PROBLEM DESCRIPTION: Filter the listing below, keeping only the lines with the word "girl".
-*-*-
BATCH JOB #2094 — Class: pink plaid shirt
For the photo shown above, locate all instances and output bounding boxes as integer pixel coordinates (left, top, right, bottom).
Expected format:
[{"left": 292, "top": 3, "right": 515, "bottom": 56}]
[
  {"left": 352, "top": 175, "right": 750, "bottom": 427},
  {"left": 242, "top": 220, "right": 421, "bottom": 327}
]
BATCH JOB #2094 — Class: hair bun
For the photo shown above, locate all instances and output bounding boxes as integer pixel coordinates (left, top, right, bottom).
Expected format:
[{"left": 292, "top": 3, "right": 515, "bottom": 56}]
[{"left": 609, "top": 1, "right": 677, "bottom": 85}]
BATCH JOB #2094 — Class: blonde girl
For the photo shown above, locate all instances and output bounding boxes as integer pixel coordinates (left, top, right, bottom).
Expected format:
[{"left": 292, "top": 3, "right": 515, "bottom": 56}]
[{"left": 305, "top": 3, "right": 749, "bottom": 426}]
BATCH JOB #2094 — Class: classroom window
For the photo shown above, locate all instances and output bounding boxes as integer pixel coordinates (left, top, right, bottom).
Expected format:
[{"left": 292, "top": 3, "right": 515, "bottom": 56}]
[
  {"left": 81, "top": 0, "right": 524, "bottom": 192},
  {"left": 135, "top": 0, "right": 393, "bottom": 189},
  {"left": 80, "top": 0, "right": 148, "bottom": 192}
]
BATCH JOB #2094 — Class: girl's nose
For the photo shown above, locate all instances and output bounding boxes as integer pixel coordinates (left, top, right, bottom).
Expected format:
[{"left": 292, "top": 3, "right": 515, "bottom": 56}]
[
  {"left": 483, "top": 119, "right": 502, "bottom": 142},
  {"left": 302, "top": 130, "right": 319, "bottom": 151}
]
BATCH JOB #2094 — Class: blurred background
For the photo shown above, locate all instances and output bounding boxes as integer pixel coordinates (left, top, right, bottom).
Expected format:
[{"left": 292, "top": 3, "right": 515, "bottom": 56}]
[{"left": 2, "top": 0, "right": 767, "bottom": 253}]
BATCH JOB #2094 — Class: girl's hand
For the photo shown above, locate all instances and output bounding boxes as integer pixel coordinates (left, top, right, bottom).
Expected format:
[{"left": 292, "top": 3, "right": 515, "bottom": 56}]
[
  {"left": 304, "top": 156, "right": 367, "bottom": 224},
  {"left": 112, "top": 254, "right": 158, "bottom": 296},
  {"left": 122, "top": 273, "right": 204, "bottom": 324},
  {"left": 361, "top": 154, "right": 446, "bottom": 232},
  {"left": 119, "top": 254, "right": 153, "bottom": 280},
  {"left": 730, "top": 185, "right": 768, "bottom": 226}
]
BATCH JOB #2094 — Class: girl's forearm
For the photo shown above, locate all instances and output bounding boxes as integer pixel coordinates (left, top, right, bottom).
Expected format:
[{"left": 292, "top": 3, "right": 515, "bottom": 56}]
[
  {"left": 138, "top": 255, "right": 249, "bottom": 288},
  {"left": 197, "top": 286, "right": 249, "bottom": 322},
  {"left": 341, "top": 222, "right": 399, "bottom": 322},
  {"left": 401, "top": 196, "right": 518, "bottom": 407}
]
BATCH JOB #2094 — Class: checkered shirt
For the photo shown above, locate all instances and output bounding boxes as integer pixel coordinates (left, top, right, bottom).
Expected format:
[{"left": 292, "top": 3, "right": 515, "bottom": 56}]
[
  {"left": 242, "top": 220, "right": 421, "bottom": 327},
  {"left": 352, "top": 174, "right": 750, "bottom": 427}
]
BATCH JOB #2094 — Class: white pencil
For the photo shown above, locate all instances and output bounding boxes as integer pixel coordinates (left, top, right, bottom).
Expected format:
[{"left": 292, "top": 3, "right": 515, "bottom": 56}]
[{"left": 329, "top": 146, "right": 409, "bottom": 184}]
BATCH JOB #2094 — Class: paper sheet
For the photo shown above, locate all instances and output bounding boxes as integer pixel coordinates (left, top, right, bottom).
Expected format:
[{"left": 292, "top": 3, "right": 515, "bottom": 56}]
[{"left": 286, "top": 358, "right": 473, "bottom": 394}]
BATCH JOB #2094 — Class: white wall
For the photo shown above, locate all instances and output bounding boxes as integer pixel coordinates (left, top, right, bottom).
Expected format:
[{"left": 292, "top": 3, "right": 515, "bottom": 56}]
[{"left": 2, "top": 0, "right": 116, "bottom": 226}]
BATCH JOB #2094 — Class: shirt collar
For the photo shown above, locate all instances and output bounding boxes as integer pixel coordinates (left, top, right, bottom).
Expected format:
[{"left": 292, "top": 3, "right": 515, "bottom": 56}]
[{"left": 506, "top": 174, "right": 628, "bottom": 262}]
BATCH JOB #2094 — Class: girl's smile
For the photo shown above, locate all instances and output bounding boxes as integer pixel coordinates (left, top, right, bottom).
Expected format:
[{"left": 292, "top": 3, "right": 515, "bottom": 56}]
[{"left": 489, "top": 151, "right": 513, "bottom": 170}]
-*-*-
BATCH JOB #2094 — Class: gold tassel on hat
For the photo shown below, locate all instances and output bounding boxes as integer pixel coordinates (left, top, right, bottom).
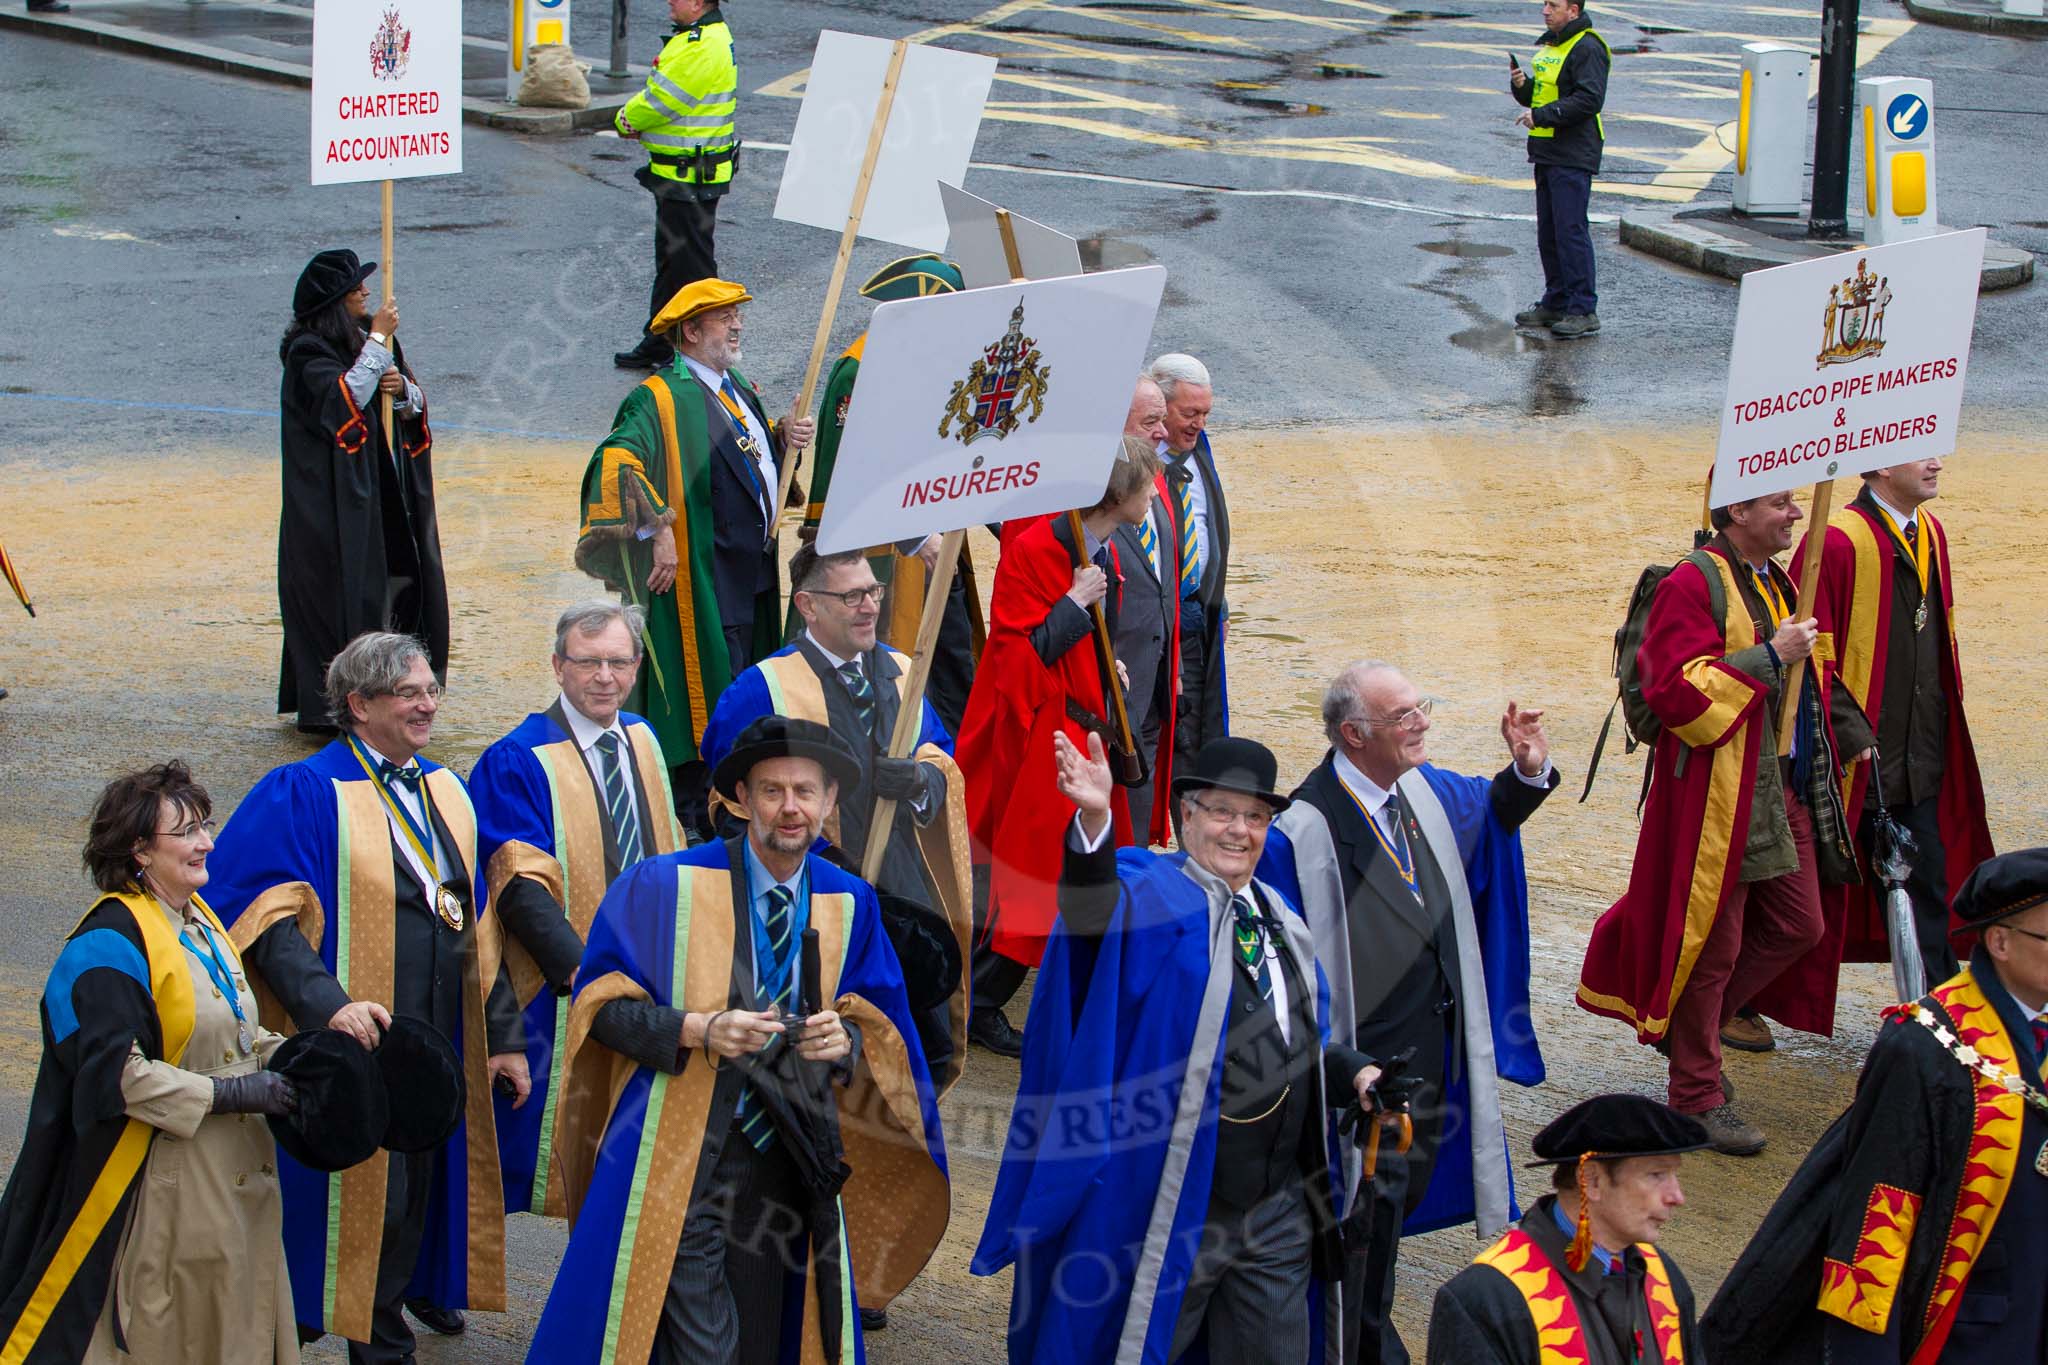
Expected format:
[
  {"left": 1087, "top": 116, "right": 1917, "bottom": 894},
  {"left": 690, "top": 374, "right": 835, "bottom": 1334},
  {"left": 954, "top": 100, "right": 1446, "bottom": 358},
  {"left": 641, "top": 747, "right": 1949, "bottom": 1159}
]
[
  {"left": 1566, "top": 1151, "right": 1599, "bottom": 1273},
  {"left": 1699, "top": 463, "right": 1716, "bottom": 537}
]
-*-*-
RESULT OF THE TASK:
BATCH JOB #2094 — Class: blonde girl
BATCH JOB #2094 — Class: girl's nose
BATCH JOB #2094 — Class: girl's hand
BATCH JOB #2094 — Class: girl's forearm
BATCH JOB #2094 — Class: girl's smile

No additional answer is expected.